* BEGIN Provided text *

Interpersonal EDGE: Reduce Anxiety to Engage Stonewalling Co-worker

By Dr. Daneen Skube

Tribune Media Services
 
Q. What can you do or say to a person when you have an office conflict if they refuse to engage you in dialogue, and gossip about you from afar? Aren’t there some people who just won’t talk about problems?
 
A. You are correct that not everyone is capable of conversation. You are also correct that an individual who refuses to talk with you can make your workplace miserable. I interviewed Harriet Lerner, Ph.D., psychologist and author, because her bestselling book, “The Dance of Anger,” tackles this exact question. Dr. Lerner points out that all workplaces have the anxiety of unresolved conflict. She emphasizes four points in coping with difficult people at work:
 
1) Don’t take their behavior personally. Understand that when people are anxious they think and can act like reptiles. Immature and obnoxious behavior of a boss, coworker or customer is more a result of anxiety than a personal attack on you.
 
2) “Strike when the iron is cold,” says Dr. Lerner. If you say the first thing that comes into your head, you will say too much. Take time to think strategically about what will get results. Keep it short and don’t attack all the issues at once. Pick one battle and state your goal without blaming.

* END Provided text *
* BEGIN Stored data *

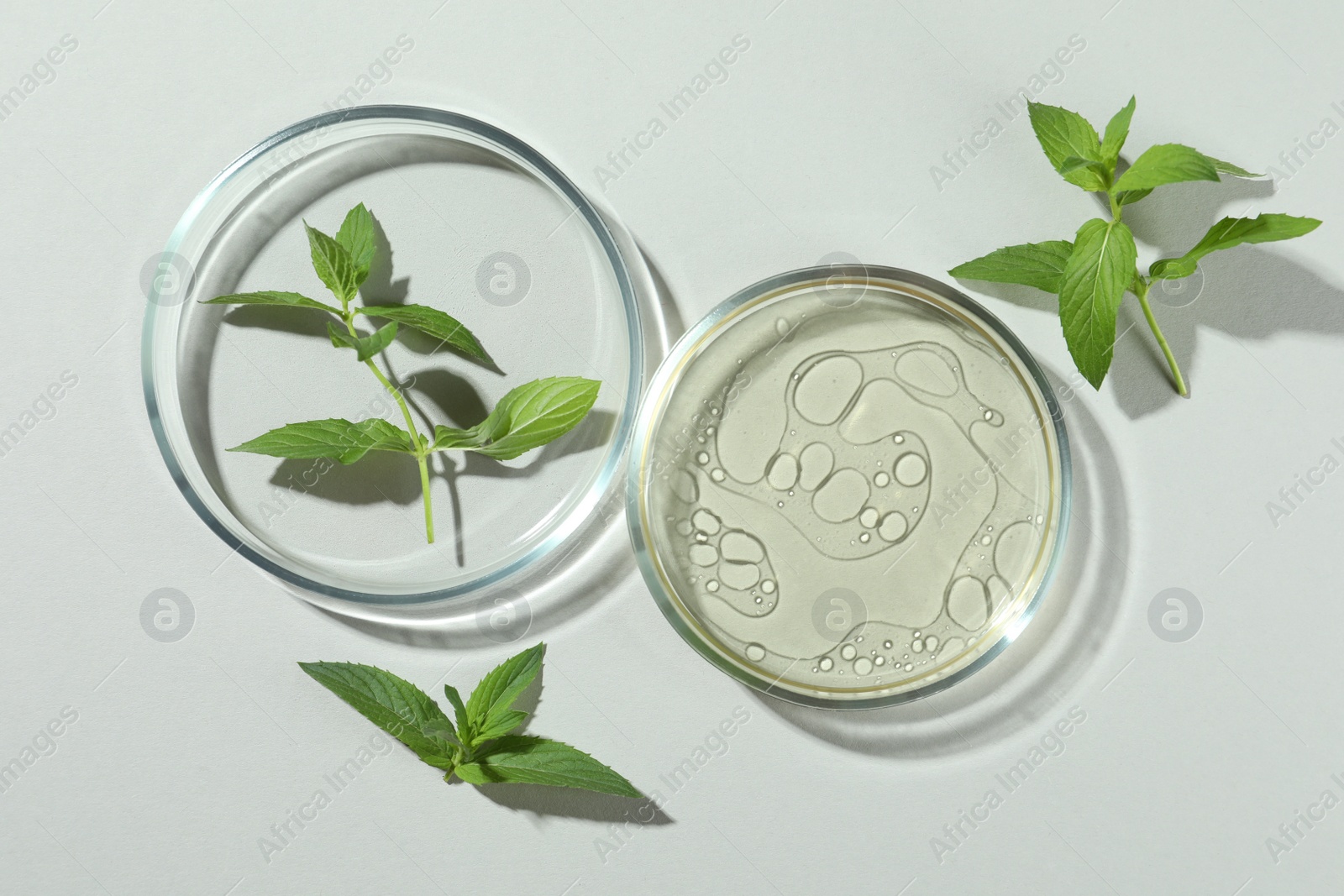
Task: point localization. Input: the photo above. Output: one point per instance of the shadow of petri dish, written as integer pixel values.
(480, 226)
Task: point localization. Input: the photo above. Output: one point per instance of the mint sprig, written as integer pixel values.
(480, 747)
(1092, 273)
(526, 418)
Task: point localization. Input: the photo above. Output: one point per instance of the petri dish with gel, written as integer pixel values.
(848, 486)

* END Stored data *

[Directions]
1. Quote the workplace advice column from "1) Don’t take" through "goal without blaming.", inclusive.
2. In the records, from the line holding "sprig, written as integer pixel values." through the last line, inclusive, change "point localization" to "point detection" and leave everything else the same. Return only those lines.
The records have nothing to do with the text.

[Set of answers]
1.
1) Don’t take their behavior personally. Understand that when people are anxious they think and can act like reptiles. Immature and obnoxious behavior of a boss, coworker or customer is more a result of anxiety than a personal attack on you.
 
2) “Strike when the iron is cold,” says Dr. Lerner. If you say the first thing that comes into your head, you will say too much. Take time to think strategically about what will get results. Keep it short and don’t attack all the issues at once. Pick one battle and state your goal without blaming.

2.
Task: point detection. Input: the photo above. Output: one point per instance of the mint sprig, written as integer pixel values.
(480, 747)
(1092, 273)
(526, 418)
Task: point detection. Input: the photo above. Output: one point per instance of the petri dish with gel, written as integer pixel values.
(848, 486)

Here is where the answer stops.